This is a rice dish from northern India and is very similar to pilafs found in Middle Eastern countries. It is made with rice, spices, raisins, and nuts. The best kind of Indian rice is basmati that has a delicate nutty flavor.

1/3 cup vegetable or peanut oil
½ medium onion, sliced thin
5 whole cloves
½ stick cinnamon
5 cardamom pods
½ tsp. Ground coriander
1 cup basmati or long-grain rice, rinsed and drained
½ tsp. Salt
1 Tbs. Butter or margarine
¼ cup raisins
2 Tbs. Blanched slivered almonds or cashews

In a large pan, heat vegetable or peanut oil over medium-high heat. Add onion and cook about 5 minutes or until soft. Add cloves, cinnamon, cardamom, and coriander. Reduce heat to medium-low and cook for 1 minute. Stir in rice and fry until rice has been well coated with oil. Add salt and boiling water and bring mixture to a boil over medium heat. When the rice begins to boil, cover pan, reduce to low heat, and cook rice for 15 minutes or until all the water is absorbed and rice is tender. When the rice is cooked, heat butter in a small skillet over medium-high heat. Add raisins and nuts and fry for 1 to 2 minutes or until raisins are plump and the nuts are golden brown. Stir the raisin-nut mixture into the rice and serve immediately. Remember to remove the whole spices before enjoying your meal. This recipe serves 6 to 8.
※
> **Exercises to complete**
1. Answer these questions using the recipe:
(a) What kind of Indian rice does the recipe call the best?
(b) How many cardamom pods does the recipe list?
(c) For how long is the rice cooked once the pan is covered and the heat is reduced to low?
2. Transcribe a part of the recipe, starting at the words "In a large pan, heat" and ending after the words "serves 6 to 8.".
3. Translate this sentence from the recipe into Spanish: "Remember to remove the whole spices before enjoying your meal."

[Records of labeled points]
※
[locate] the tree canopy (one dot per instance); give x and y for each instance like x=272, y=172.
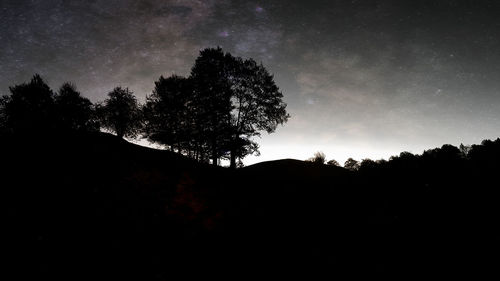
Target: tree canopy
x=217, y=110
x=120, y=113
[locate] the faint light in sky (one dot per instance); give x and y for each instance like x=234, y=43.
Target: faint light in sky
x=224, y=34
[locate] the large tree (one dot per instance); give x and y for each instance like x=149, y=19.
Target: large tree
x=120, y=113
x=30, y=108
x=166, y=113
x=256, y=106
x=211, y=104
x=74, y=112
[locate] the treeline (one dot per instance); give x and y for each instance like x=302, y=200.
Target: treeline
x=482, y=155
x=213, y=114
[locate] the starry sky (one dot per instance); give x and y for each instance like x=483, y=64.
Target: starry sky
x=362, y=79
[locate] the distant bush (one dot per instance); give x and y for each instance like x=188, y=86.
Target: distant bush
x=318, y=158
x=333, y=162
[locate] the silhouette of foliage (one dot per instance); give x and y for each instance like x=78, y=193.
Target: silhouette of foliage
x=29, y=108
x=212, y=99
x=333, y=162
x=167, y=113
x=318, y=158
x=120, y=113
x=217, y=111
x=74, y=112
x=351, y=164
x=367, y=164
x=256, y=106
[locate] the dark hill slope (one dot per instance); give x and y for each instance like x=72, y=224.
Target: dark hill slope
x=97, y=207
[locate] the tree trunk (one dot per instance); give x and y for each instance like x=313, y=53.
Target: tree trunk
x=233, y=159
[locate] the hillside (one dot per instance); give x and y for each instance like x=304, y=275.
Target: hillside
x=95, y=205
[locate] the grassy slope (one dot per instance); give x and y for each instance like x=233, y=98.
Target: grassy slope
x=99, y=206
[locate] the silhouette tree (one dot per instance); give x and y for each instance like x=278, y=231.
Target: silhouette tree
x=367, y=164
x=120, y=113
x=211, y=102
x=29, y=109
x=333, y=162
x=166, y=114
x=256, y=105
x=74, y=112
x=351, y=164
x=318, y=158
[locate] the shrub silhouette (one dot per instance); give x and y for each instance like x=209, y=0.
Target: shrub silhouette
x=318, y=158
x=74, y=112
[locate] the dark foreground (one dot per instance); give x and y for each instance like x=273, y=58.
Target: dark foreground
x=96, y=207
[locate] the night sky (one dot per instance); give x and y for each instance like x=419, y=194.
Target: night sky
※
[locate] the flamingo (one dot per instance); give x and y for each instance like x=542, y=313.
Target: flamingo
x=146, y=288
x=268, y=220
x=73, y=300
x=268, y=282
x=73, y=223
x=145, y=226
※
> **Final results**
1.
(a) Basmati
(b) Five
(c) 15 minutes, or until all the water is absorbed and the rice is tender

2.
In a large pan, heat vegetable or peanut oil over medium-high heat. Add onion and cook about 5 minutes or until soft. Add cloves, cinnamon, cardamom, and coriander. Reduce heat to medium-low and cook for 1 minute. Stir in rice and fry until rice has been well coated with oil. Add salt and boiling water and bring mixture to a boil over medium heat. When the rice begins to boil, cover pan, reduce to low heat, and cook rice for 15 minutes or until all the water is absorbed and rice is tender. When the rice is cooked, heat butter in a small skillet over medium-high heat. Add raisins and nuts and fry for 1 to 2 minutes or until raisins are plump and the nuts are golden brown. Stir the raisin-nut mixture into the rice and serve immediately. Remember to remove the whole spices before enjoying your meal. This recipe serves 6 to 8.

3. Recuerde retirar las especias enteras antes de disfrutar su comida.